■ **EXERCISE DETAILS**:
Output all lines exactly.

■ **EXTRACTED DATA**:
* * *

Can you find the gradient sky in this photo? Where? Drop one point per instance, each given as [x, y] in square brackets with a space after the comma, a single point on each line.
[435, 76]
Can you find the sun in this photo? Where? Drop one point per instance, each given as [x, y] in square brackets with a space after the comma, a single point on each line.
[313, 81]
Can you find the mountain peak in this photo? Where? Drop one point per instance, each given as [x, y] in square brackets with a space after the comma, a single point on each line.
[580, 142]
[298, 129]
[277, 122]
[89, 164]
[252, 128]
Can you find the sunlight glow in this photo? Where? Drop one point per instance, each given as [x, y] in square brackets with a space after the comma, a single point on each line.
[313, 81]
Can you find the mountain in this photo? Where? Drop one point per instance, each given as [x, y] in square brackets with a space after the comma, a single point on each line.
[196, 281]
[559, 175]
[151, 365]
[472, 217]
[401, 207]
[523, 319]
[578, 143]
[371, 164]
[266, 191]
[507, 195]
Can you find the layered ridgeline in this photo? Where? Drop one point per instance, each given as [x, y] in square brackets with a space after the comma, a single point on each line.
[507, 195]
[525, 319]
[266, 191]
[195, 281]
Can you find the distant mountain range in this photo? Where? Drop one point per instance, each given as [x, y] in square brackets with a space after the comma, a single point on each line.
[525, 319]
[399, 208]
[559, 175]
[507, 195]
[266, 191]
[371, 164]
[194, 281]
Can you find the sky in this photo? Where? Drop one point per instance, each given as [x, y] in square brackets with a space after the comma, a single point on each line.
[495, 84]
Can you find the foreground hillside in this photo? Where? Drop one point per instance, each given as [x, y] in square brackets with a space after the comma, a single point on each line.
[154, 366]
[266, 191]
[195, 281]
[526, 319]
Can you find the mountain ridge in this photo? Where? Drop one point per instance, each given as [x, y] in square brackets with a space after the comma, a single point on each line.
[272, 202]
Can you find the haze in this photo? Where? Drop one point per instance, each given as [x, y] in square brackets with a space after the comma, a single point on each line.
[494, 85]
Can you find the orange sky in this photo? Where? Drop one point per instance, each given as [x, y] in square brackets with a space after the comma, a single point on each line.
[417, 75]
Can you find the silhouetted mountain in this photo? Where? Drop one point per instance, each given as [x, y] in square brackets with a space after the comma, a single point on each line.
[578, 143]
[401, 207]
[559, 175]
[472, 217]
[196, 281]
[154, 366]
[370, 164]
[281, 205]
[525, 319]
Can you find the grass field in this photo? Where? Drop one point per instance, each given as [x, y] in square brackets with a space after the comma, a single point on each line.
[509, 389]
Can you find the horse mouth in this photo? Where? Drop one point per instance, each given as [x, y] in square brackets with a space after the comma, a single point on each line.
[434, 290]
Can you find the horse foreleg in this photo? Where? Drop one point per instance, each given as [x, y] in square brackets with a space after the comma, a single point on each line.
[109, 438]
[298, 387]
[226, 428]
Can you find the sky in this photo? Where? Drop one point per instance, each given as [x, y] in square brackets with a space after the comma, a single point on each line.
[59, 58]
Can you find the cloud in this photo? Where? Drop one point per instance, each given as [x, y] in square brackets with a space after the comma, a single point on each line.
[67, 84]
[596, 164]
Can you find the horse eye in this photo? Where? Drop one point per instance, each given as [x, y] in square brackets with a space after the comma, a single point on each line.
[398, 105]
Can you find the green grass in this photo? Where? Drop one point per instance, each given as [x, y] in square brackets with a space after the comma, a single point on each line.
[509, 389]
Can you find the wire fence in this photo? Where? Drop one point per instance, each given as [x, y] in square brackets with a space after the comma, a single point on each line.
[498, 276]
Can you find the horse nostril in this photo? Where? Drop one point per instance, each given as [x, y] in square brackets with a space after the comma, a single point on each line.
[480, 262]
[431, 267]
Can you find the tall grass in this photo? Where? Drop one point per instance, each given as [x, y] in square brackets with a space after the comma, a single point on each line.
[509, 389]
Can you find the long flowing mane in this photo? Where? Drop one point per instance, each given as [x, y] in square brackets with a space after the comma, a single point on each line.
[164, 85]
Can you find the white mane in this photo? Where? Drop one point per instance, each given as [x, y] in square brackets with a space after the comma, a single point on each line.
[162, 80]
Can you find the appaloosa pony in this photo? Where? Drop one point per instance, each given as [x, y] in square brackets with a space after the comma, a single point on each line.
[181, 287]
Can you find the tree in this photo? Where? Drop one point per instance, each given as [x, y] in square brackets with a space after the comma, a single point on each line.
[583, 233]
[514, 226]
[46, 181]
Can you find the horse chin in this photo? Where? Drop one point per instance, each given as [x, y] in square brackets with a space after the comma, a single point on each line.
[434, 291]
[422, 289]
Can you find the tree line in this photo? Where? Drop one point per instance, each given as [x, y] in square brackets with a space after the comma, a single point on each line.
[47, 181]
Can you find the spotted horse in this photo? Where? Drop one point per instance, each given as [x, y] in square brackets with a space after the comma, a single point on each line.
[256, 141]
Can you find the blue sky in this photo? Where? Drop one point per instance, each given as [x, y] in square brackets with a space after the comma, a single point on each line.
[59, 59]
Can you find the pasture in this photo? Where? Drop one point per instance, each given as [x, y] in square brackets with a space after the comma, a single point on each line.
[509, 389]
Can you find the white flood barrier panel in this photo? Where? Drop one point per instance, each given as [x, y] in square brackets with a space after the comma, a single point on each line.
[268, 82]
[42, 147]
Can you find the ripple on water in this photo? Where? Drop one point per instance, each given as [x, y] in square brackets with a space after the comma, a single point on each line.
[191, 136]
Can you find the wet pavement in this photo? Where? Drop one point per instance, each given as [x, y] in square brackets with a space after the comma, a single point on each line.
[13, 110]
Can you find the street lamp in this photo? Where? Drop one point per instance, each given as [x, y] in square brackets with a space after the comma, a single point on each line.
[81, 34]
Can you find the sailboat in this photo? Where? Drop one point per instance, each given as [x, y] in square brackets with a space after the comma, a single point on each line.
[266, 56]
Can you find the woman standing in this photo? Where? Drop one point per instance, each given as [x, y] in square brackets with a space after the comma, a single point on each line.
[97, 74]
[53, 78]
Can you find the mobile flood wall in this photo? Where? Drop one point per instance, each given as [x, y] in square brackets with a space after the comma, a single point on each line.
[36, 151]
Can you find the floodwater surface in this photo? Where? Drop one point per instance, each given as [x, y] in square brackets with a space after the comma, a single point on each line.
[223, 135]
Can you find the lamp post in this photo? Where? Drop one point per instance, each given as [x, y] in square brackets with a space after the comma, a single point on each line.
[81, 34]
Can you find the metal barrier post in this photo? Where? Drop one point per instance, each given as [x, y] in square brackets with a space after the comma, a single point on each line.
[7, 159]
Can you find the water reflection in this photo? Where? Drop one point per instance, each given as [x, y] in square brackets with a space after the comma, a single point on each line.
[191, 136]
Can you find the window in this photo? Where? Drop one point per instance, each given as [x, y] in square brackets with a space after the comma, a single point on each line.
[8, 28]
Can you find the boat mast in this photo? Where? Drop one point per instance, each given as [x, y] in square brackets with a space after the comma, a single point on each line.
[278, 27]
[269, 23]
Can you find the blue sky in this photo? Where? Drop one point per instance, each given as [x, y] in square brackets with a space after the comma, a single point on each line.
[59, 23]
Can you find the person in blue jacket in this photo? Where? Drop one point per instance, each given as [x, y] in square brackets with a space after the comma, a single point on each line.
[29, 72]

* * *

■ **ANSWER TO THE TASK**:
Can you find the gradient sky in this photo? Where? Drop one point per instance, each given as [x, y] in square brackets with a space after the comma, a single point on each line.
[435, 76]
Can you find the sun in this photo? Where? Drop one point per instance, each given as [x, y] in square brackets with a space after the comma, a single point on each line.
[313, 81]
Can you find the mountain peak in this photo? Where? Drop one point per instance, each given as [x, y] in square brackets with a space after the comma, a single point on each line.
[580, 142]
[298, 129]
[277, 122]
[89, 164]
[252, 128]
Can you find the sunlight glow in this photo? Where? Drop one point per instance, each given as [x, y] in square brackets with a space after the comma, a single point on each line.
[313, 81]
Can you find the mountain in this photo? Where? Drop one point per instance, each given as [x, y] in square brackets with a space after the comma, a single point on each line.
[196, 281]
[559, 175]
[151, 365]
[472, 217]
[401, 207]
[523, 319]
[578, 143]
[371, 164]
[266, 191]
[507, 195]
Can you find the layered ridgeline in this photo? Where? Drop one point per instance, each given as [x, y] in square brackets with a space after the comma, a single point on each line.
[507, 195]
[525, 319]
[266, 191]
[195, 281]
Can you find the distant mountain range in this photo? Where? Drop one point per instance, each given as [x, y] in square brackets with a space after the comma, a single point on each line.
[525, 319]
[399, 208]
[559, 175]
[507, 195]
[266, 191]
[371, 164]
[194, 281]
Can you find the sky in this photo? Where? Drop one point per instance, each given as [x, y] in square brackets with a space after the comma, a single point on each line.
[495, 84]
Can you find the foreground hillside in this photo? Where? Drop one point per instance, each given as [x, y] in square brackets with a space after the comma, a single point on each line.
[154, 366]
[266, 191]
[195, 281]
[526, 319]
Can you find the mountain ridge in this photo? Where? Drop one point per instance, each given as [x, y] in square brackets with a space after the comma, a single point on each line.
[272, 202]
Can you find the haze in this photo? Where? Drop one point per instance, each given as [x, y] in square brackets with a space after the comma, a single point on each line.
[494, 85]
Can you find the orange sky in this photo? Where? Drop one point per instance, each given as [x, y] in square brackets with a space after the comma, a single point on each line.
[417, 75]
Can you find the silhouetted mountain in this photo? Where? Drop one point per instance, each given as [x, y] in square brackets with a space after the comma, a single point on each line.
[578, 143]
[401, 207]
[559, 175]
[472, 217]
[196, 281]
[154, 366]
[370, 164]
[281, 205]
[525, 319]
Can you find the grass field in this photo? Where? Drop one point per instance, each given as [x, y] in square brackets with a space after the comma, a single point on each line.
[509, 389]
Can you find the horse mouth in this photo? Where? Drop one point per instance, each given as [x, y] in square brackets with a space after the comma, a single point on each line.
[434, 290]
Can you find the horse foreleg in this photo? Where? Drop one point per instance, each given as [x, y] in square brackets with a space after the comma, a single point on each line.
[109, 438]
[298, 387]
[226, 428]
Can you find the sky in this photo? Where? Drop one point per instance, each given as [x, y] in square brackets with a space after the comma, a single point on each line.
[59, 58]
Can you find the cloud in this photo? Where? Drop one point per instance, each given as [x, y] in square brackets with a space after the comma, a single point on each line.
[67, 84]
[596, 164]
Can you find the horse eye in this photo? Where? Drop one point per instance, each given as [x, y] in square brackets with a space after the comma, a single point on each line.
[398, 105]
Can you find the green grass in this photo? Where? Drop one point per instance, each given as [x, y] in square brackets with a space after the comma, a single point on each line.
[509, 389]
Can you find the wire fence in this photo? Where? Drop one point per instance, each given as [x, y] in square brackets with a space after the comma, a single point on each line.
[498, 276]
Can you find the horse nostril in this photo? Where? Drop one point per instance, each given as [x, y] in square brackets with a space after the comma, a single point on each line.
[480, 262]
[431, 267]
Can you find the tall grass in this photo? Where? Drop one point per instance, each given as [x, y] in square brackets with a space after the comma, a single point on each line.
[509, 389]
Can you find the long flowing mane in this photo? Where? Drop one point per instance, each given as [x, y] in square brackets with a space after the comma, a single point on each line.
[164, 85]
Can you find the white mane in this photo? Where? Drop one point per instance, each given as [x, y] in square brackets with a space after the comma, a single point on each line.
[162, 80]
Can you find the appaloosa pony in this photo? Where? Drop one point per instance, each given as [x, y] in square brackets with a space after the comma, a single point on each line.
[181, 287]
Can you find the tree in this photo? Where? Drop one point per instance, each given as [x, y] in square brackets with a space after the comma, a single point on each line.
[583, 233]
[514, 226]
[46, 181]
Can you find the horse chin in this photo? Where? Drop one point per instance, each given as [x, y] in square brackets with a space after the comma, a single point on each line.
[434, 291]
[422, 289]
Can you find the tree line in this photo? Where? Drop one point per instance, each given as [x, y] in square brackets with a space after the comma, a single point on each line.
[47, 181]
Can you find the spotted horse in this photo? Where? Drop one point per instance, each given as [x, y] in square brackets with a space after the comma, a single point on each line.
[256, 141]
Can you find the blue sky in this photo? Where? Drop one point per instance, each given as [x, y] in square brackets with a space after the comma, a single point on each line.
[59, 59]
Can you find the pasture in this photo? Where? Drop one point per instance, each given as [x, y] in square brackets with a space after the comma, a single point on each line.
[509, 389]
Can you find the white flood barrier panel in this photo? Where? Drop one point per instance, each given as [x, y] in square brackets with a space after the comma, a single point on each line.
[268, 82]
[42, 147]
Can you find the ripple on water in this photo? Where? Drop one point per instance, each given as [x, y] in square brackets with a space after the comma, a single point on each line.
[191, 136]
Can you find the wet pavement in this photo? Where? Drop one point per instance, each given as [x, y] in square brackets with a space after the comma, a single point on each line.
[13, 110]
Can you find the street lamp in this photo? Where? Drop one point per instance, each given as [x, y] in square brackets with a space after the comma, a single point on each line.
[81, 34]
Can you find the sailboat in this photo? Where? Drop one point per instance, each given as [x, y] in square brackets with a space after the comma, a single point on each line.
[266, 56]
Can you find the woman standing in this photo? Where? Drop one point per instance, each given as [x, y] in square brackets with a space after the comma, a single point on each line.
[97, 74]
[53, 78]
Can you find the mobile flood wall in this photo? Where? Drop one point per instance, each given as [x, y] in square brackets with a space after the comma, a single point on each line.
[36, 151]
Can you find the floodwater surface in this photo? Where? Drop one point per instance, each given as [x, y] in square brackets with a space after the comma, a single point on each line.
[223, 135]
Can you find the lamp post in this photo? Where? Drop one point per instance, each given as [x, y] in square brackets with a space after the comma, a single point on each line.
[81, 34]
Can you find the metal barrier post in this photo? Where? Drop one point per instance, each given as [x, y] in square brackets with a space after the comma, a single point on each line.
[7, 159]
Can you find the water reflection in this photo? Where? Drop one point per instance, each given as [x, y] in square brackets with a space after the comma, a single point on each line.
[191, 136]
Can you find the window in this photo? Where? Drop one point per instance, each given as [x, y] in square brackets with a space after the comma, a single point on each line.
[8, 28]
Can you find the boat mast in this photo? Where? Drop one point per instance, each given as [x, y] in square brackets with a space after the comma, a single point on each line.
[278, 27]
[269, 23]
Can you find the blue sky in this photo? Where? Drop one point per instance, each given as [x, y] in square brackets with a space after the comma, a single point on each line.
[59, 23]
Can you find the person in blue jacket in this photo? Where? Drop one point per instance, each given as [x, y] in square brackets with a space after the comma, a single point on each line.
[29, 72]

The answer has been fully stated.